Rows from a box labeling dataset
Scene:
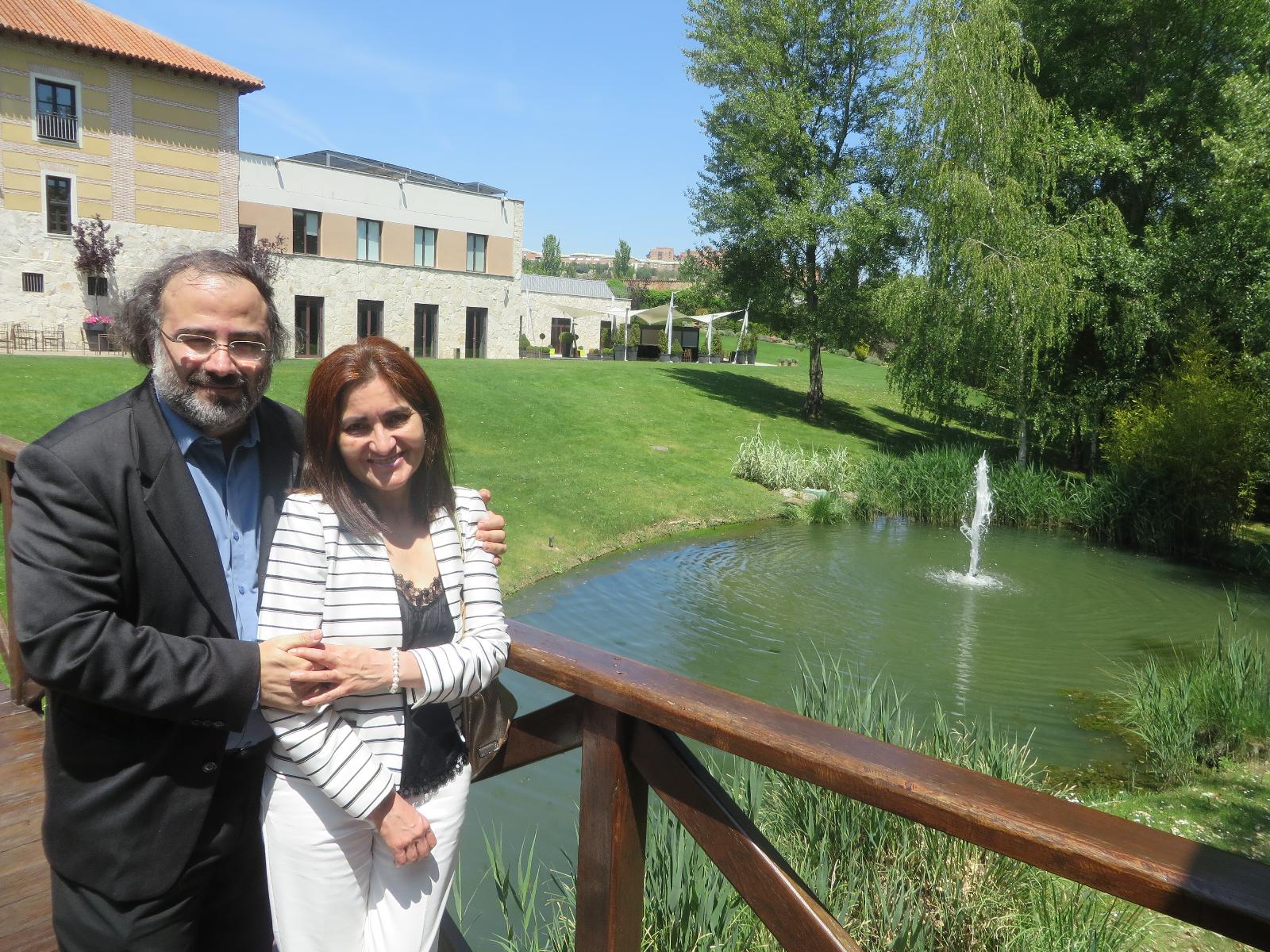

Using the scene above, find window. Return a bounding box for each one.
[357,218,383,262]
[414,228,437,268]
[44,175,71,235]
[291,208,321,255]
[296,294,322,357]
[357,301,383,338]
[414,305,437,357]
[36,79,79,142]
[464,307,487,357]
[468,235,487,274]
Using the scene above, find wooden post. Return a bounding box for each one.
[574,703,648,952]
[0,434,29,704]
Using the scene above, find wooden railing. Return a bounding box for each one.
[0,436,1270,952]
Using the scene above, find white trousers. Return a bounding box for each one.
[262,766,471,952]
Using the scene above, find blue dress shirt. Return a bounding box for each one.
[155,393,273,747]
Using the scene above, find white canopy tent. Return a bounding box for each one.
[630,302,749,354]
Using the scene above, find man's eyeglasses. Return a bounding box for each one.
[159,328,269,363]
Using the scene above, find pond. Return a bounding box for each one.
[452,518,1270,925]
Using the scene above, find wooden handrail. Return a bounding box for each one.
[508,622,1270,948]
[0,434,1270,950]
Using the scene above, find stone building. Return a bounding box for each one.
[0,0,264,349]
[239,151,525,358]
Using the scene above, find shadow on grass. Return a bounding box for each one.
[665,366,945,452]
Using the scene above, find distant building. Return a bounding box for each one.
[239,151,525,358]
[0,0,264,349]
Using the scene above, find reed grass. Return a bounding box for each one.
[1114,597,1270,785]
[732,432,1133,541]
[477,658,1141,952]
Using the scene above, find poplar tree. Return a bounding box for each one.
[686,0,904,419]
[538,235,563,277]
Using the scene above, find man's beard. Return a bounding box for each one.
[151,343,273,434]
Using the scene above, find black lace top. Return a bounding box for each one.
[394,573,468,800]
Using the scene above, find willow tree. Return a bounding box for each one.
[891,0,1122,463]
[687,0,904,419]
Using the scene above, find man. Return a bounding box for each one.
[10,251,504,952]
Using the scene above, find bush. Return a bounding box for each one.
[1105,345,1266,555]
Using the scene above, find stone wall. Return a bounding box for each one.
[0,209,237,351]
[525,290,630,353]
[275,255,522,358]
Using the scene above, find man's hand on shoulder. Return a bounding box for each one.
[256,630,321,712]
[476,489,506,565]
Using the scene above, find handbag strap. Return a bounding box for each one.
[455,504,468,641]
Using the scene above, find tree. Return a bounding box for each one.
[891,0,1115,463]
[71,214,123,313]
[1018,0,1270,470]
[538,235,561,275]
[614,241,631,278]
[687,0,904,419]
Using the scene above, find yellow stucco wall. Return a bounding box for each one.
[0,36,237,231]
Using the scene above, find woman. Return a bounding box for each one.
[260,338,508,952]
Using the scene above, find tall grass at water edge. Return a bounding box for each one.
[732,433,1129,541]
[1113,597,1270,785]
[475,658,1139,952]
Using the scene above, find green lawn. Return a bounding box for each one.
[0,343,991,629]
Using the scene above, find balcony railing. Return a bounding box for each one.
[36,113,79,142]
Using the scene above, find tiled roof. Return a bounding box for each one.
[521,274,616,301]
[0,0,264,91]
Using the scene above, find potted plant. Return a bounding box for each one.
[71,214,123,322]
[84,313,114,353]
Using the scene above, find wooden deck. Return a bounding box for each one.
[0,684,57,952]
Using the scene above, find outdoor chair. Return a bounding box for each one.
[13,324,40,351]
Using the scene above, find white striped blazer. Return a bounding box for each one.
[259,486,510,819]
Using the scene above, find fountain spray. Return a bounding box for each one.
[961,453,992,579]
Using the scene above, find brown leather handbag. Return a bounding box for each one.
[459,536,517,779]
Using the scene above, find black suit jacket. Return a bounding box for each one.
[10,377,301,901]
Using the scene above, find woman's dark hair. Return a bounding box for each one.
[301,338,455,539]
[114,248,287,367]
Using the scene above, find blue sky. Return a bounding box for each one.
[97,0,709,255]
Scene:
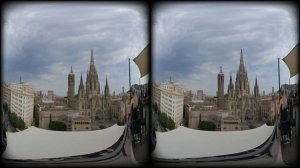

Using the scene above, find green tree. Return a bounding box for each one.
[198,121,217,131]
[153,103,158,112]
[49,121,67,131]
[33,105,39,127]
[3,103,8,112]
[159,113,175,130]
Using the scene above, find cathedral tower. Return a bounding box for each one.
[227,73,234,98]
[104,76,110,97]
[67,66,75,107]
[78,74,86,115]
[254,77,259,98]
[86,50,100,99]
[235,49,250,98]
[217,67,224,98]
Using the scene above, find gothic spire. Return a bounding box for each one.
[105,75,108,86]
[89,49,97,74]
[255,76,257,86]
[79,73,83,87]
[104,75,109,97]
[91,49,94,64]
[239,49,246,73]
[240,48,244,65]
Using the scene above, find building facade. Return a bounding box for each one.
[72,116,91,131]
[217,50,261,122]
[68,50,112,122]
[221,115,242,131]
[153,81,184,127]
[1,83,11,107]
[10,82,34,127]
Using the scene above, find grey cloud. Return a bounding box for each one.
[153,3,297,95]
[4,3,148,95]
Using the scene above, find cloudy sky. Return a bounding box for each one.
[152,2,299,96]
[2,3,148,96]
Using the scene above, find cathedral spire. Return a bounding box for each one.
[255,75,257,86]
[105,75,108,86]
[91,49,94,64]
[79,73,83,87]
[254,76,259,97]
[240,49,244,65]
[104,75,110,97]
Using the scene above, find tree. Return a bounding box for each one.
[3,103,8,112]
[198,121,217,131]
[159,113,175,130]
[153,103,158,112]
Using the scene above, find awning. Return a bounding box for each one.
[2,124,125,159]
[152,124,274,159]
[133,45,149,78]
[282,43,299,78]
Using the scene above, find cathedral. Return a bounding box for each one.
[67,50,112,122]
[217,49,261,122]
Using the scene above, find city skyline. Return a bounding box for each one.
[3,3,148,96]
[152,3,299,96]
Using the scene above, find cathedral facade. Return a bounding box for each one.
[217,49,261,122]
[67,50,112,122]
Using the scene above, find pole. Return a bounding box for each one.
[128,58,131,91]
[278,58,280,92]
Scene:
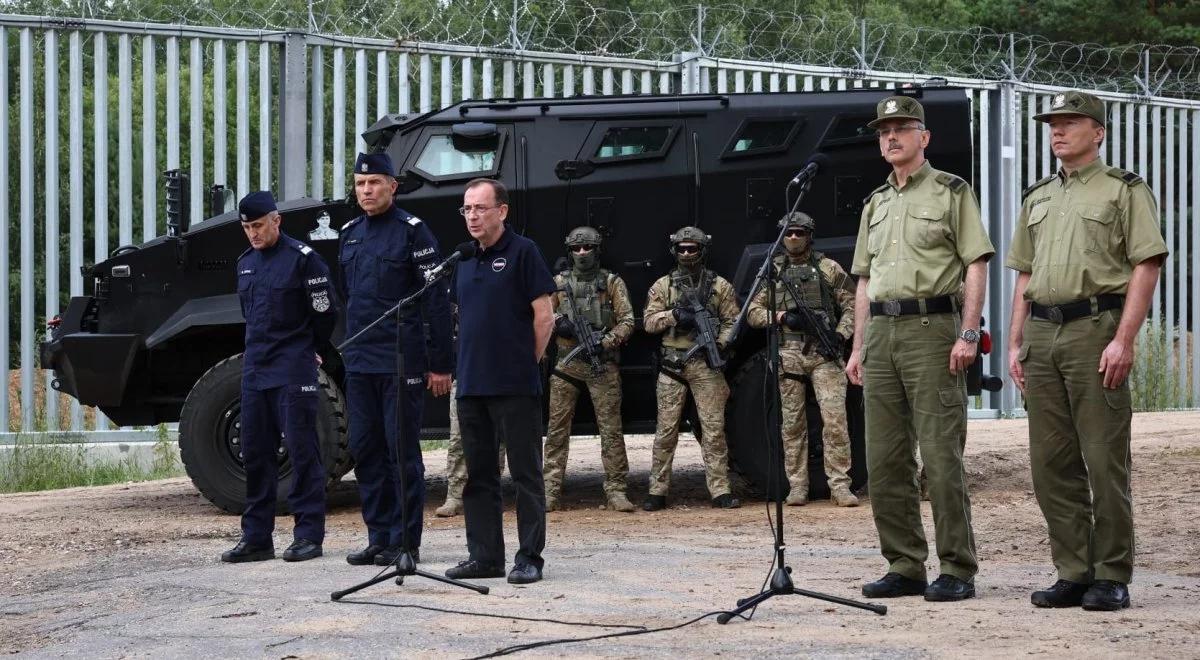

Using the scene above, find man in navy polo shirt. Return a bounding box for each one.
[338,154,450,565]
[446,179,556,584]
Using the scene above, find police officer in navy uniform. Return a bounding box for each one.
[221,191,337,563]
[338,154,451,565]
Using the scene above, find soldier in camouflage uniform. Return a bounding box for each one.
[748,211,858,506]
[542,227,634,511]
[642,227,742,511]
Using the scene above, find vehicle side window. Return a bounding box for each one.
[415,136,499,176]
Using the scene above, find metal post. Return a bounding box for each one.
[277,32,308,199]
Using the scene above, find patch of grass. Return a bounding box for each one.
[0,430,182,493]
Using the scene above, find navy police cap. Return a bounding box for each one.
[238,191,276,222]
[354,154,396,176]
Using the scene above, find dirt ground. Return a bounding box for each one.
[0,413,1200,658]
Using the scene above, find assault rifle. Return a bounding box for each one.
[680,289,725,370]
[563,284,604,376]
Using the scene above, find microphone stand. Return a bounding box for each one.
[716,171,888,624]
[329,260,488,601]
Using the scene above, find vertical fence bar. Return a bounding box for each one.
[234,41,250,199]
[258,42,271,191]
[213,38,229,186]
[19,28,34,431]
[188,35,204,222]
[142,35,158,242]
[43,30,62,431]
[308,46,325,199]
[329,48,347,199]
[68,30,83,431]
[116,35,133,246]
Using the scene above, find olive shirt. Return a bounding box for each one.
[851,161,996,301]
[1006,158,1166,305]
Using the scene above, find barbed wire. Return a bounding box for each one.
[7,0,1200,98]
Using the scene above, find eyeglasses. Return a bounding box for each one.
[458,204,504,217]
[875,124,925,139]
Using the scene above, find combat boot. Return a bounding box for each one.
[829,486,858,506]
[433,496,462,518]
[608,492,635,514]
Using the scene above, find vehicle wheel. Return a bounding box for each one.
[725,349,866,499]
[179,355,352,514]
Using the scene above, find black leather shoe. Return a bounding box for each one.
[283,539,324,562]
[376,546,421,566]
[863,572,929,598]
[509,564,541,584]
[221,541,275,564]
[1030,580,1091,607]
[713,493,742,509]
[925,574,974,602]
[1082,580,1129,612]
[446,559,504,580]
[346,544,388,566]
[642,496,667,511]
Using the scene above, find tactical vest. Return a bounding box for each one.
[662,268,718,350]
[560,269,617,330]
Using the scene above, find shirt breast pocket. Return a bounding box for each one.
[1076,204,1117,252]
[905,204,950,250]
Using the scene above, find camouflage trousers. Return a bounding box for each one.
[542,361,629,498]
[779,341,850,493]
[446,383,504,499]
[650,359,730,498]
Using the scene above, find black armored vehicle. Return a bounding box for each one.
[42,88,993,511]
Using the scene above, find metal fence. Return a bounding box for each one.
[0,14,1200,431]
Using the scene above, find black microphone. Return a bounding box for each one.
[790,152,829,186]
[425,241,475,282]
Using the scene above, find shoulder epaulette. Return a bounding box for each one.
[1021,174,1058,200]
[936,172,967,192]
[1108,167,1141,186]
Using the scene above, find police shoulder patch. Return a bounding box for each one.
[1021,174,1058,200]
[937,172,967,192]
[1108,167,1141,186]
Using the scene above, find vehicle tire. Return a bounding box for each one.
[179,354,353,514]
[725,349,866,499]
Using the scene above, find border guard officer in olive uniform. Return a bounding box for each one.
[748,211,858,506]
[338,154,451,565]
[221,191,337,562]
[846,96,995,601]
[1007,91,1168,610]
[542,227,634,512]
[642,227,742,511]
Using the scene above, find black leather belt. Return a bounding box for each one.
[1030,293,1124,325]
[871,295,959,317]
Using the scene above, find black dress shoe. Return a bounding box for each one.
[1030,580,1091,607]
[509,564,541,584]
[863,572,929,598]
[221,540,275,564]
[346,544,388,566]
[1082,580,1129,612]
[925,574,974,602]
[446,559,504,580]
[283,539,323,562]
[642,496,667,511]
[713,493,742,509]
[376,546,421,566]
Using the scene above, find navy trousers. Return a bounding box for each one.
[241,385,325,544]
[346,372,425,550]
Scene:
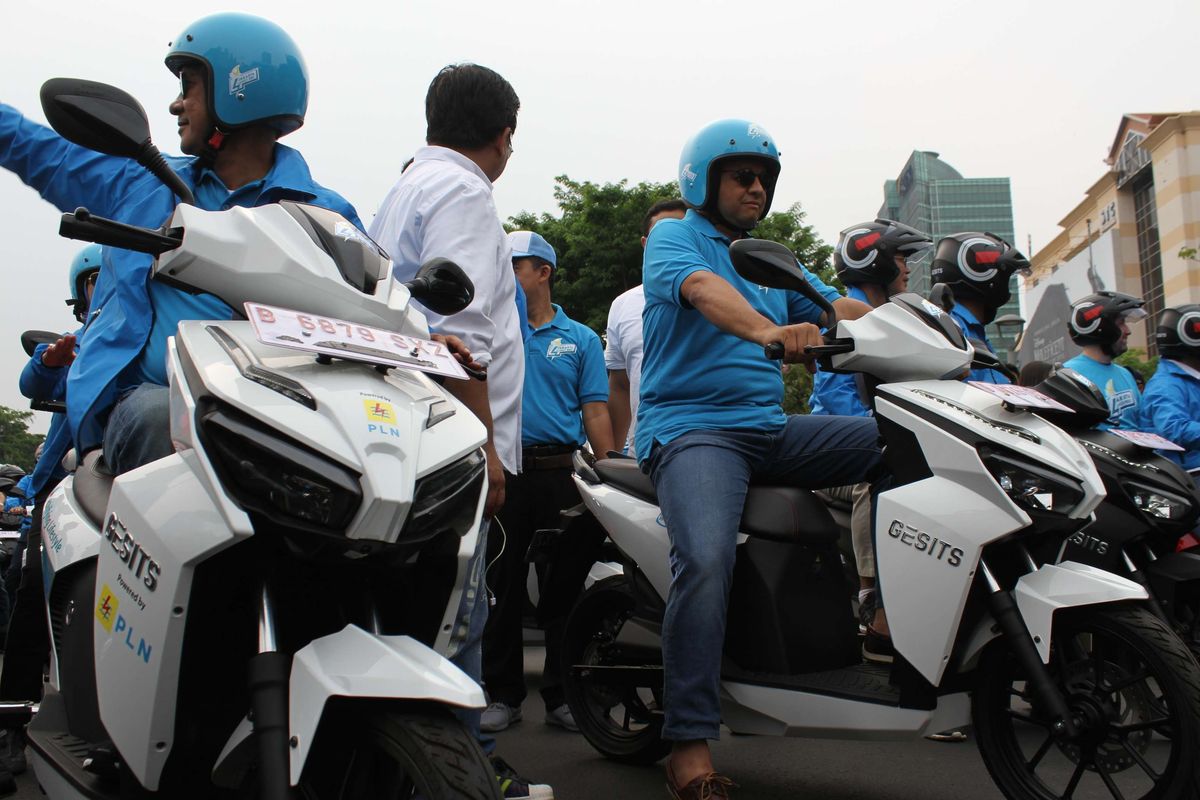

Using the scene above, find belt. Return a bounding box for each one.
[521,445,578,470]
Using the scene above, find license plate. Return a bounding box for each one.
[967,380,1073,413]
[1109,428,1184,452]
[246,302,467,379]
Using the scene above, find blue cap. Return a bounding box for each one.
[509,230,558,270]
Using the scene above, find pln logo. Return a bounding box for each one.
[546,337,578,361]
[229,64,258,95]
[362,399,396,425]
[96,583,121,633]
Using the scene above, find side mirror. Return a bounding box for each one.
[730,239,838,329]
[929,283,954,312]
[404,258,475,315]
[20,331,62,359]
[41,78,196,203]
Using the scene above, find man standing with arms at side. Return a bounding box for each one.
[609,198,688,458]
[637,120,883,800]
[370,64,554,800]
[481,230,613,730]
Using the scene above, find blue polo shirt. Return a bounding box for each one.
[950,303,1013,384]
[1062,353,1141,431]
[636,211,840,463]
[521,306,608,447]
[809,287,871,416]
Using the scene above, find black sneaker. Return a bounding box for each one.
[858,589,875,634]
[487,756,554,800]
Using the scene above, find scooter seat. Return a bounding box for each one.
[594,458,838,546]
[73,450,116,528]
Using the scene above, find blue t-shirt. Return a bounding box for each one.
[636,211,840,462]
[521,306,608,447]
[809,287,871,416]
[1062,353,1141,431]
[950,302,1013,384]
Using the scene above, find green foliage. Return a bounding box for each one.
[505,175,678,332]
[505,175,841,335]
[0,405,46,473]
[1114,348,1158,380]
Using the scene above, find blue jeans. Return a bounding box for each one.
[448,519,496,756]
[649,416,883,741]
[104,384,175,475]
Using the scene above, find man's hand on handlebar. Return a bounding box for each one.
[760,323,824,372]
[42,333,74,368]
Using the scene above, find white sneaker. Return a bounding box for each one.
[479,700,521,733]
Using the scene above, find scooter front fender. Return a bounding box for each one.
[212,625,486,786]
[1013,561,1150,663]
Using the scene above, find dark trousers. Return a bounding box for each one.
[484,459,580,710]
[0,491,54,700]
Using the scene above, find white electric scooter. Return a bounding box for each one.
[563,240,1200,800]
[29,79,500,800]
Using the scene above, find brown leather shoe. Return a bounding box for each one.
[667,762,738,800]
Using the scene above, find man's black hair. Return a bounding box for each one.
[642,197,688,236]
[425,64,521,150]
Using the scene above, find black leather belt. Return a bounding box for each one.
[521,445,578,471]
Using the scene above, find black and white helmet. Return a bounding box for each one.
[1067,291,1146,357]
[833,219,934,287]
[929,233,1030,311]
[1154,305,1200,359]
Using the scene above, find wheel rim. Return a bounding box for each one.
[984,627,1183,800]
[580,612,661,742]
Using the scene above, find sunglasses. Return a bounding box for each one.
[722,167,775,190]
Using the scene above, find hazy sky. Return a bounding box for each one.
[0,0,1200,429]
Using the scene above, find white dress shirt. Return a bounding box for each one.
[368,146,524,474]
[604,285,646,452]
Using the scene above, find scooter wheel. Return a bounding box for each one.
[563,577,671,764]
[298,700,503,800]
[972,606,1200,800]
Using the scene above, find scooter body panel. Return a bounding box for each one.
[721,681,971,740]
[1013,561,1150,663]
[876,381,1104,686]
[288,625,486,786]
[92,451,244,789]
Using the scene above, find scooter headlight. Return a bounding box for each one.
[1124,483,1192,519]
[980,452,1084,515]
[199,407,362,534]
[400,450,487,542]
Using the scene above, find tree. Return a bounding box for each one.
[506,175,679,332]
[0,405,46,473]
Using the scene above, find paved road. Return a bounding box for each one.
[10,646,1001,800]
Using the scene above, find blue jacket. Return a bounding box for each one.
[0,104,362,450]
[809,287,871,416]
[1141,359,1200,469]
[20,327,83,501]
[950,303,1013,384]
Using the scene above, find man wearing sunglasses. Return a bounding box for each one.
[635,120,883,800]
[0,13,361,473]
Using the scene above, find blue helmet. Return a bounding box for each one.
[67,245,102,323]
[679,120,779,219]
[167,12,308,134]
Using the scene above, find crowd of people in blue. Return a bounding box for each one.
[0,7,1200,799]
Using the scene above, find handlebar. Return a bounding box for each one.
[59,207,184,255]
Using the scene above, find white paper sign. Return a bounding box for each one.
[1109,428,1183,452]
[246,302,467,379]
[967,380,1074,413]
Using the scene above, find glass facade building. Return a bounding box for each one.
[880,150,1020,362]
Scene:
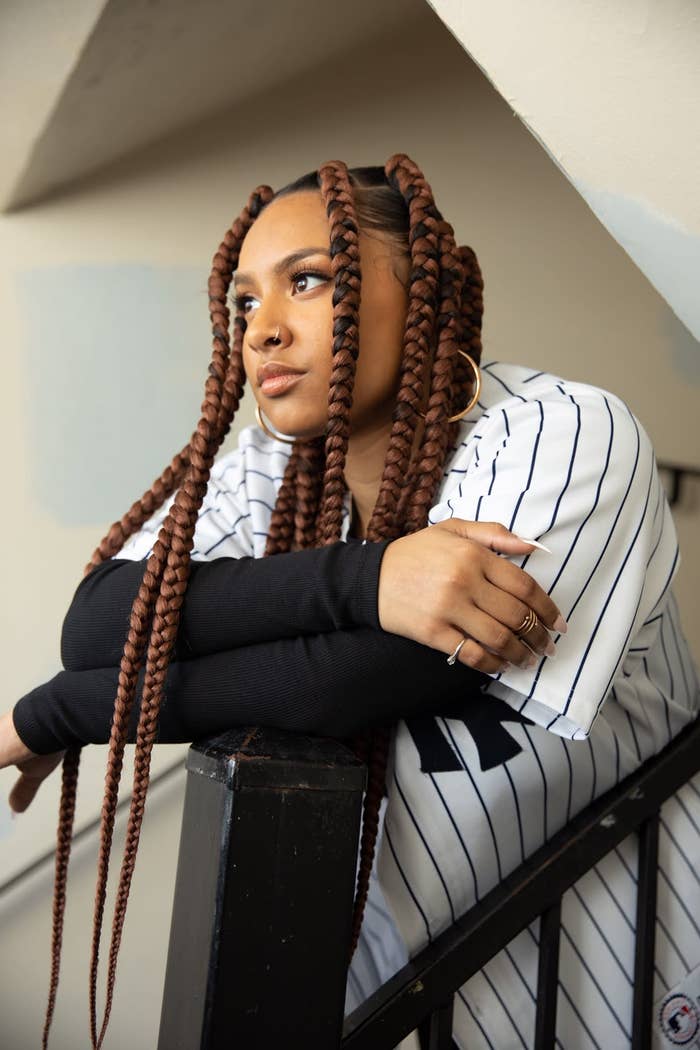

» **What you are asked to do**: Please give the items starting at their first line and ending at the line that contains "[0,436,1270,952]" as a Markdown table with the columns Row and Line text, leaving out blank lines. Omit the pictures from the answer.

» **The output**:
| Row | Line text |
|---|---|
| 1 | Scene: |
| 2 | Using the scene above, find window. Return a bounding box for each one. |
| 3 | [357,218,383,262] |
| 4 | [414,228,437,268] |
| 5 | [44,175,71,235] |
| 6 | [291,208,321,255] |
| 7 | [296,294,322,357] |
| 8 | [357,301,383,338] |
| 9 | [414,305,437,357] |
| 10 | [36,79,79,142] |
| 11 | [464,307,487,357] |
| 12 | [468,235,487,274] |
| 13 | Using the scene above, find wooden post. Return a bounding box for each one. |
| 14 | [574,703,648,952] |
| 15 | [0,434,29,704] |
| 16 | Using the scene above, find wooden railing. Return a bounding box for each one. |
| 17 | [0,436,1270,952] |